(begin)

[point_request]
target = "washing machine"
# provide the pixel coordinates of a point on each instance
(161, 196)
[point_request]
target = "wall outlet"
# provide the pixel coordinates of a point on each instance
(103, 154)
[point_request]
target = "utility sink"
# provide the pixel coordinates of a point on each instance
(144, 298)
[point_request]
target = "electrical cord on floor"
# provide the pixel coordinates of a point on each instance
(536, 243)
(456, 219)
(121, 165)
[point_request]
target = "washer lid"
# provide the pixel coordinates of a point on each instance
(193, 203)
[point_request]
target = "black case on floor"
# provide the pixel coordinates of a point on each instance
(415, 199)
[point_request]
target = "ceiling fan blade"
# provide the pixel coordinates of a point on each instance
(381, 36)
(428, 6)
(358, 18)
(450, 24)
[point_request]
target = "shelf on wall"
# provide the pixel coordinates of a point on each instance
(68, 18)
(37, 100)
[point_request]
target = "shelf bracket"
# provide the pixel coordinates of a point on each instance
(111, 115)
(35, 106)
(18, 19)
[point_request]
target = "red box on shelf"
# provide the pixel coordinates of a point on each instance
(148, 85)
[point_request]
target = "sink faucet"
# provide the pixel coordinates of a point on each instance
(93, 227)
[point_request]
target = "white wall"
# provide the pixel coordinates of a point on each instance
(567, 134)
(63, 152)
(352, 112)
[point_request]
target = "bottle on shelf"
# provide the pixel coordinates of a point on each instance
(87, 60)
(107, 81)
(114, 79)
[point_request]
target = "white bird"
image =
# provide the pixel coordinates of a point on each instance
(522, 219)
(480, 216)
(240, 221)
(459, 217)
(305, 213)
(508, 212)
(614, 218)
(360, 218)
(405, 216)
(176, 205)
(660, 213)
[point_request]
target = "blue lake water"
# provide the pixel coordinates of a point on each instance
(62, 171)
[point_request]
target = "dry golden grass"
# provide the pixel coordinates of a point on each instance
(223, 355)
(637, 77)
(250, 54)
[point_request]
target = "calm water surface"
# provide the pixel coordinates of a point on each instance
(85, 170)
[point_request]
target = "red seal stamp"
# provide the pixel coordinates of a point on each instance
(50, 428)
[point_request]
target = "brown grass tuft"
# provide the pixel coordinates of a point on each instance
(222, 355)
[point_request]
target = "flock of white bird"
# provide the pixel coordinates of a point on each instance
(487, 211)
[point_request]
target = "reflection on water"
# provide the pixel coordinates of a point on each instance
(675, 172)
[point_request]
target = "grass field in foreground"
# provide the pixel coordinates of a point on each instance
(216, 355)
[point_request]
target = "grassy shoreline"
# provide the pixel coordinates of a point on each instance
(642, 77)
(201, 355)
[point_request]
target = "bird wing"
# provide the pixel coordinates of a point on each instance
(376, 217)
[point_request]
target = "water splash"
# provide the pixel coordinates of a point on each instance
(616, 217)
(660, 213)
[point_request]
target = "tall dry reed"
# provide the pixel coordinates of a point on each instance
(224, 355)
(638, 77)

(end)

Given instruction: Every line above should be written out again exactly as it stands.

Task output:
[point_request]
target = "washing machine"
# provide the pixel coordinates of a point on each instance
(161, 196)
[point_request]
target = "wall outlet"
# provide the pixel coordinates of a point on each instance
(103, 154)
[point_request]
target = "utility sink"
# provide the pixel coordinates of a point on each instance
(144, 298)
[point_request]
target = "electrical cord on floor"
# provide the pixel coordinates of a point on each instance
(536, 243)
(456, 219)
(121, 165)
[point_request]
target = "washer lid"
# provide the pixel coordinates of a point on each instance
(193, 203)
[point_request]
target = "black case on floor"
# provide the pixel coordinates of a point on each instance
(415, 199)
[point_request]
target = "ceiling fan blade"
# provide the pixel coordinates of a point on each instance
(381, 36)
(428, 6)
(358, 18)
(450, 24)
[point_request]
target = "shelf on wall"
# provide the pixel coordinates of a point on each instance
(68, 18)
(37, 100)
[point_request]
target = "shelf bracket"
# provide the pixel coordinates of a point on each instance
(111, 115)
(35, 106)
(18, 19)
[point_request]
target = "red box on shelf"
# provide the pixel coordinates of a point on each instance
(148, 85)
[point_request]
target = "sink faucet"
# provide the pixel coordinates of a point on each instance
(93, 227)
[point_request]
target = "white wall"
# provide the pixel coordinates of a point on each instance
(567, 134)
(63, 152)
(352, 112)
[point_request]
target = "bottle on shelf"
# provide the pixel coordinates of a point on each instance
(87, 60)
(107, 81)
(114, 79)
[point_request]
target = "white bird"
image =
# provide the pixel coordinates of a point on each instance
(522, 219)
(480, 216)
(240, 221)
(459, 217)
(305, 213)
(508, 212)
(614, 218)
(360, 218)
(405, 216)
(176, 205)
(660, 213)
[point_request]
target = "blue lake water"
# provide the pixel coordinates of a point on each instance
(62, 171)
[point_request]
target = "dry golden grass"
# provide the pixel coordinates of a point on each instance
(223, 355)
(637, 77)
(250, 54)
[point_request]
target = "calm water surface"
# provide the pixel coordinates of a point on each instance
(85, 170)
[point_request]
target = "red seal stamp"
# provide the pixel coordinates of a point on each instance
(50, 428)
[point_request]
target = "brown grass tuft"
# provide the pixel coordinates of a point on each instance
(222, 355)
[point_request]
target = "flock of white bird"
# provide the pixel coordinates of a point on each instance
(487, 211)
[point_request]
target = "reflection on water"
# provide the pixel coordinates of a point on each instance
(675, 172)
[point_request]
target = "grass field in foreground"
# provide the pixel coordinates of a point on each instance
(216, 355)
[point_request]
target = "grassy shoreline"
# provide the pixel coordinates of a point on each instance
(642, 77)
(201, 355)
[point_request]
target = "bird wing"
# provide the pixel coordinates of a point on each instance
(376, 217)
[point_request]
target = "water splash"
# provide the pixel coordinates of a point on each instance
(616, 217)
(660, 213)
[point_request]
target = "tall dry reed"
# provide the pixel coordinates of a point on each instance
(224, 355)
(638, 77)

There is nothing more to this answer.